**Set task A:** According to the tinygrad patch, what default value does the new tinydreno input receive?
**Set task B:** Continue the tinygrad patch, starting right after its last line.

**Document section:**
From 7810be8d3c9d0d399dd2babcaad13fbce2d975bf Mon Sep 17 00:00:00 2001
From: Christopher Milan <chrismilan@ucla.edu>
Date: Fri, 6 Mar 2026 03:24:27 -0800
Subject: [PATCH] compile QCOM without opening device (#15165)

Co-authored-by: Comma Device <device@comma.ai>
---
 .github/actions/setup-tinygrad/action.yml | 10 ++++
 .github/workflows/test.yml                | 23 +++++++++
 test/backend/test_ops.py                  | 17 +++++--
 tinygrad/device.py                        |  4 +-
 tinygrad/helpers.py                       |  3 +-
 tinygrad/renderer/cstyle.py               |  7 ++-
 tinygrad/runtime/ops_null.py              |  7 +--
 tinygrad/runtime/ops_qcom.py              | 15 +++---
 tinygrad/runtime/support/compiler_qcom.py | 57 +++++++++++++++++++++++
 9 files changed, 122 insertions(+), 21 deletions(-)
 create mode 100644 tinygrad/runtime/support/compiler_qcom.py

diff --git a/.github/actions/setup-tinygrad/action.yml b/.github/actions/setup-tinygrad/action.yml
index b75bdc0f6c..dff7f3ebe2 100644
--- a/.github/actions/setup-tinygrad/action.yml
+++ b/.github/actions/setup-tinygrad/action.yml
@@ -45,6 +45,10 @@ inputs:
     description: "Install mesa"
     required: false
     default: 'false'
+  tinydreno:
+    description: "Install tinydreno"
+    required: false
+    default: 'false'
 runs:
   using: "composite"
   steps:
@@ -326,3 +330,9 @@ runs:
       if: inputs.mesa == 'true' && runner.os == 'macOS'
       shell: bash
       run: brew install sirhcm/tinymesa/tinymesa_cpu
+
+    # *** tinydreno ***
+    - name: Install tinydreno (linux)

Items listed in a dataset
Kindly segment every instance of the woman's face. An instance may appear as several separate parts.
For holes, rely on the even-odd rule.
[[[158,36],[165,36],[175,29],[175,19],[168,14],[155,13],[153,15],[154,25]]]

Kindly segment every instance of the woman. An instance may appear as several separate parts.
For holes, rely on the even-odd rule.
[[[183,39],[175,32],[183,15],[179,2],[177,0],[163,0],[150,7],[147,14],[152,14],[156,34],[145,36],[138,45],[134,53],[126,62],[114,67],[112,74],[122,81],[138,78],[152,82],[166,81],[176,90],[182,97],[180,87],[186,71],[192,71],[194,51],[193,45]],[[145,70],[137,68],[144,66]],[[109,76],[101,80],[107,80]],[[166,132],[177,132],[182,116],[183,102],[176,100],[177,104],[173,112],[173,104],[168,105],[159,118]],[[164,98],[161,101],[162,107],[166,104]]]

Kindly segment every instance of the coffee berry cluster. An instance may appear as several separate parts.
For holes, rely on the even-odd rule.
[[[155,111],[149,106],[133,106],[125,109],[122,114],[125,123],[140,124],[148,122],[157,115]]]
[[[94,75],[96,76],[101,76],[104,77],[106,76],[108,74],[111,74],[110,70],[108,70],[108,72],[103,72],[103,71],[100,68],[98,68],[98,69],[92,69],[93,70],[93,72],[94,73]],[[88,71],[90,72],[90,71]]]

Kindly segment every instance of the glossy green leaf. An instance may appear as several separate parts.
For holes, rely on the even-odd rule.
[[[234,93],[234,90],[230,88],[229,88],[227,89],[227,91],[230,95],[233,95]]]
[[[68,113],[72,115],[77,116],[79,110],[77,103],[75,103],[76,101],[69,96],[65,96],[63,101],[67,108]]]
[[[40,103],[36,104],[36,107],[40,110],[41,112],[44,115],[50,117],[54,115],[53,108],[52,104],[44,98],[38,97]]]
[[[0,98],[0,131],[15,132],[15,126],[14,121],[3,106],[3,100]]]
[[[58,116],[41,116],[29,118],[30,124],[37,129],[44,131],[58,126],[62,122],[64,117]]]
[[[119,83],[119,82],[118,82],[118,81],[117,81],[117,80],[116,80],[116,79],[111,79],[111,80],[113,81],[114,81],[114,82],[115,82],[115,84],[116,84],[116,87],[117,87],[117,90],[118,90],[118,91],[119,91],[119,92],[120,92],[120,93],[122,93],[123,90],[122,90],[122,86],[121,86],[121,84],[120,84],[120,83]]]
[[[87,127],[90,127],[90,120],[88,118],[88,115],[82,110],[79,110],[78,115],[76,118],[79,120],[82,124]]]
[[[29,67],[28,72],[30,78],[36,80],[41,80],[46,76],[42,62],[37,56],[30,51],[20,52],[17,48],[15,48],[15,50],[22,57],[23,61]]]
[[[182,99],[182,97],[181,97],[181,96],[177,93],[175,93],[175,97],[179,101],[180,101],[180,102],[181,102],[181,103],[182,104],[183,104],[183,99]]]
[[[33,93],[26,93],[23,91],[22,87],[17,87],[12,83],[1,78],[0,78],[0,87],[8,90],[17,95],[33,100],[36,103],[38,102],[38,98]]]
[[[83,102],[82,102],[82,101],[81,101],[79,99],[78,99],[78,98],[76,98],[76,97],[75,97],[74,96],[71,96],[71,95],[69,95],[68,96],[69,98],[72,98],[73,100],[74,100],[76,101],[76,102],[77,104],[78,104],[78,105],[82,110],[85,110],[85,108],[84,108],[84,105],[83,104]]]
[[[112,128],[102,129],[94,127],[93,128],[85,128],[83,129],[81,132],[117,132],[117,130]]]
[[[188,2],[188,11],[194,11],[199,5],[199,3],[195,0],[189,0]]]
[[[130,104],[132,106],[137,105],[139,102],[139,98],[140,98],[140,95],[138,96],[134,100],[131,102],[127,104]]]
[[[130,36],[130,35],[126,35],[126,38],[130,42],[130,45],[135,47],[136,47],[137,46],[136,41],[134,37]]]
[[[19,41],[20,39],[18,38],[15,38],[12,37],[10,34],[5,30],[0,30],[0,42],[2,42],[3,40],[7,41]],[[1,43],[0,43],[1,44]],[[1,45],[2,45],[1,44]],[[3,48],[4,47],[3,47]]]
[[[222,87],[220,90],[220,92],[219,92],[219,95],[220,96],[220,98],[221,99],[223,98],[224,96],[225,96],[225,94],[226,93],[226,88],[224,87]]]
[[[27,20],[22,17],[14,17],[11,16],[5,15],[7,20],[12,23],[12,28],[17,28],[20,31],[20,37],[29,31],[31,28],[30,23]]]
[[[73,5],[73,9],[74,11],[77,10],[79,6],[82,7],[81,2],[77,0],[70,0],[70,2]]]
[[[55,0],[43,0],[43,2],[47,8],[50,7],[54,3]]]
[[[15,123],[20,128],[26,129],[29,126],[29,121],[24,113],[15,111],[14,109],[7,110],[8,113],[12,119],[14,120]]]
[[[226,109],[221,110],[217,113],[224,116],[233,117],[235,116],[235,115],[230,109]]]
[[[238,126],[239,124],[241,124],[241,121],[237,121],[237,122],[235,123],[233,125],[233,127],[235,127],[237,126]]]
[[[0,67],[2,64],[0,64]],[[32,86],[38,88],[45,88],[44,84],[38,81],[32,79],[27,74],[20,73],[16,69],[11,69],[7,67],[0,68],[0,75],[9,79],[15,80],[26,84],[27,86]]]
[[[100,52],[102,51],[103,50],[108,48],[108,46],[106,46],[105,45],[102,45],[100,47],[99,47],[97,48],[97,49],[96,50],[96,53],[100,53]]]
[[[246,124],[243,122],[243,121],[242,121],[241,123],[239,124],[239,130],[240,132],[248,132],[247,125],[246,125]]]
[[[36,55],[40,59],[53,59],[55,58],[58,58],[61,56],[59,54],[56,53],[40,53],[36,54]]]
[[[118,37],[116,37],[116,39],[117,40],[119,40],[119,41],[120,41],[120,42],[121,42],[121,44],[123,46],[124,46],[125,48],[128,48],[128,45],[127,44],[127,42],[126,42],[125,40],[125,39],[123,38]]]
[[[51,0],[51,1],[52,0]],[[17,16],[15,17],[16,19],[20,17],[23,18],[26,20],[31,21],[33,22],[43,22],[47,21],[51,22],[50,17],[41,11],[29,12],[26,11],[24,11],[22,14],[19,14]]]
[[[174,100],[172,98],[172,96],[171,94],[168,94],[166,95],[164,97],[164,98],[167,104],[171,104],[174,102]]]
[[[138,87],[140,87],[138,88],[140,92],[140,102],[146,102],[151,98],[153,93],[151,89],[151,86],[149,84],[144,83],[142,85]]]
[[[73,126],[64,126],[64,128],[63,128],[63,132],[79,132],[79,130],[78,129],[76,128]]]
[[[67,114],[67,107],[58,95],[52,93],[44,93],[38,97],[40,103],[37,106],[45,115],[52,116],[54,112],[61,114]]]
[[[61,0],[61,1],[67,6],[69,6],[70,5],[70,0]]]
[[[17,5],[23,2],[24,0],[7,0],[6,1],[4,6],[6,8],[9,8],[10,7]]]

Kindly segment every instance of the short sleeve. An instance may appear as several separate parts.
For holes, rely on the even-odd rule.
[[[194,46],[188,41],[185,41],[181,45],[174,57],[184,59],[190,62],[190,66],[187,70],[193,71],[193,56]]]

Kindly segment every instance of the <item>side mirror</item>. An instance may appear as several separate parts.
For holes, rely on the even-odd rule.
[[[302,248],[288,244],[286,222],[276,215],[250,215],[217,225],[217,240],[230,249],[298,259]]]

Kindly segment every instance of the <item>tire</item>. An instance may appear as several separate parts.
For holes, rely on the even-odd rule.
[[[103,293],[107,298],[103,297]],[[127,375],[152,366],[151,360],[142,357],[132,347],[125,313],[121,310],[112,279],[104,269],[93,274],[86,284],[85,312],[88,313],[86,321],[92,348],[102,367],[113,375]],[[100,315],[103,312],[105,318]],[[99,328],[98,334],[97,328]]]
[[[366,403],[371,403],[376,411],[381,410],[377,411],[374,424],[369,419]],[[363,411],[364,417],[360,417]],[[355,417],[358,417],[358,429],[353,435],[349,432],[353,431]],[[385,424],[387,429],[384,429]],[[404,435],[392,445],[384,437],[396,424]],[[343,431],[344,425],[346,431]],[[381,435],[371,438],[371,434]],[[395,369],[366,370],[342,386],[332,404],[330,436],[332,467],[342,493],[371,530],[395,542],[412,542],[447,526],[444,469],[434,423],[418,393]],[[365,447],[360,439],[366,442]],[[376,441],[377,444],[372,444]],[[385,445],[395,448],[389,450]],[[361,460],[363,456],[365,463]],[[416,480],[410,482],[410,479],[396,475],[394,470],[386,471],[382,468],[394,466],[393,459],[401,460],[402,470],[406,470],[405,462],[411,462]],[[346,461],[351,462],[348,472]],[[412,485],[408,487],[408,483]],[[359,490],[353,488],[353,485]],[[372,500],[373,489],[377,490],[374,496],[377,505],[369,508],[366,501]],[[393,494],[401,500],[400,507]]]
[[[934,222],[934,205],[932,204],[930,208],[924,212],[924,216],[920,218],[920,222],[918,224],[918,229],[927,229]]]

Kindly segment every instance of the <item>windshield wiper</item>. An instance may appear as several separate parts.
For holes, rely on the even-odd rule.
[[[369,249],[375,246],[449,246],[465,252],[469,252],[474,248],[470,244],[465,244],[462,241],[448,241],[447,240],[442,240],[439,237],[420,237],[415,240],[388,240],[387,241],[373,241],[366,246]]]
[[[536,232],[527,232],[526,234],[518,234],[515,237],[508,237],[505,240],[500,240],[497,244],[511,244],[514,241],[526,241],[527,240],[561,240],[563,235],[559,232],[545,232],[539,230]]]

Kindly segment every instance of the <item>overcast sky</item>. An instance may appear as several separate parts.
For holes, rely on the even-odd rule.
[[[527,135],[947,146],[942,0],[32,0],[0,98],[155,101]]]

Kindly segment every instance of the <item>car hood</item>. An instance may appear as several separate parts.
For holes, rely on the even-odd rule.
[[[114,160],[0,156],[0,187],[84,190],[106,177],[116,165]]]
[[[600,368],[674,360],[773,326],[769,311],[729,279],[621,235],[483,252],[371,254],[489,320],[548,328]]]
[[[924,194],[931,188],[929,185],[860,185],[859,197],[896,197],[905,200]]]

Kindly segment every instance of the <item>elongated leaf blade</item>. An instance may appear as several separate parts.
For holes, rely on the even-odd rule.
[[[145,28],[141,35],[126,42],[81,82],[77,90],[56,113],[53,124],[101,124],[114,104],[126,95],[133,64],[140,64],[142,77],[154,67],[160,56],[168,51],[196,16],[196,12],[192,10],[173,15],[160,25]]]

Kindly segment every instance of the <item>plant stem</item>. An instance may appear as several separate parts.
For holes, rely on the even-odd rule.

**Exercise response A:** Its default value is 'false'.

**Exercise response B:**
+      if: inputs.tinydreno == 'true' && runner.os == 'Linux'
+      shell: bash
+      run: sudo curl -fL https://github.com/sirhcm/tinydreno/raw/refs/heads/master/libllvm-qcom.so -o /usr/lib/libllvm-qcom.so
diff --git a/.github/workflows/test.yml b/.github/workflows/test.yml
index dc2023ca43..afd546b2d0 100644
--- a/.github/workflows/test.yml
+++ b/.github/workflows/test.yml
@@ -1011,3 +1011,26 @@ jobs:
           python -c "from tinygrad import Device; assert Device.DEFAULT == 'NULL'"
           DEBUG=4 python3 test/backend/test_ops.py TestOps.test_add
           python -m pytest -n=auto test/backend/test_ops.py --durations=20
+  qcomclcompiletests:
+    name: Compile-only (QCOM CL)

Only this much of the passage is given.